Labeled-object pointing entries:

++++++

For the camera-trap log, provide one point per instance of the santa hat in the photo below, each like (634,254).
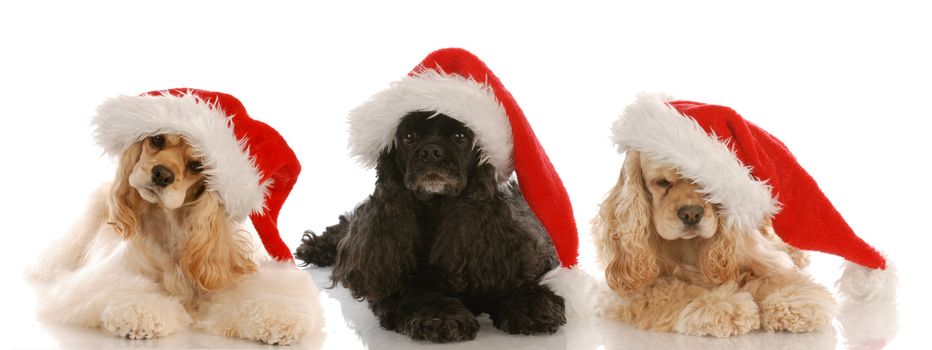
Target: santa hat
(752,176)
(246,162)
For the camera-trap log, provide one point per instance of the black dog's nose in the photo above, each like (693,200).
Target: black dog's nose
(690,214)
(161,176)
(432,153)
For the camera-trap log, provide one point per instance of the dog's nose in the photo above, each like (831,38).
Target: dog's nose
(432,153)
(690,214)
(161,176)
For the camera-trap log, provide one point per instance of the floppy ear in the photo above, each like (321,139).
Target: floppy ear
(623,232)
(214,255)
(125,204)
(377,256)
(718,258)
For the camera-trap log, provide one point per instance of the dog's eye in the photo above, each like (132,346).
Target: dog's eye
(459,138)
(195,167)
(157,141)
(409,138)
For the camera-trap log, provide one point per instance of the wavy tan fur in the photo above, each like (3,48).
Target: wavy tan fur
(722,283)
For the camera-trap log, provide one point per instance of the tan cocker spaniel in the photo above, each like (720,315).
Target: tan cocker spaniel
(675,265)
(156,251)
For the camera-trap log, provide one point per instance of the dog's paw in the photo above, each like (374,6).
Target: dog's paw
(720,314)
(316,250)
(144,320)
(539,312)
(280,330)
(797,310)
(440,326)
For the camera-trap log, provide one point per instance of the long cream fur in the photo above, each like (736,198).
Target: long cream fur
(138,270)
(729,284)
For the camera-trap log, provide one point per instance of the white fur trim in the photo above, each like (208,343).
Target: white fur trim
(230,171)
(656,129)
(373,124)
(864,284)
(578,289)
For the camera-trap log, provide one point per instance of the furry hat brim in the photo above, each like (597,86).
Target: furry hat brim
(230,171)
(658,130)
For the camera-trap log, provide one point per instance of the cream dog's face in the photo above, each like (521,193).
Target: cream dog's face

++++++

What the task asks –
Rewrite the lines of the listing from the one containing "each like (597,86)." through the end of the listing, replacing "camera-trap log" with "wildlife survey" and leaving all else unchanged.

Written answer –
For the wildlife survey, provide one point per instance of the furry hat brim in the photo above, each like (597,86).
Target: furry hat brim
(230,171)
(658,130)
For the wildlife survey, provide one point per instance of the cream dog's face in the photo above, each like (521,193).
Target: cream dog's face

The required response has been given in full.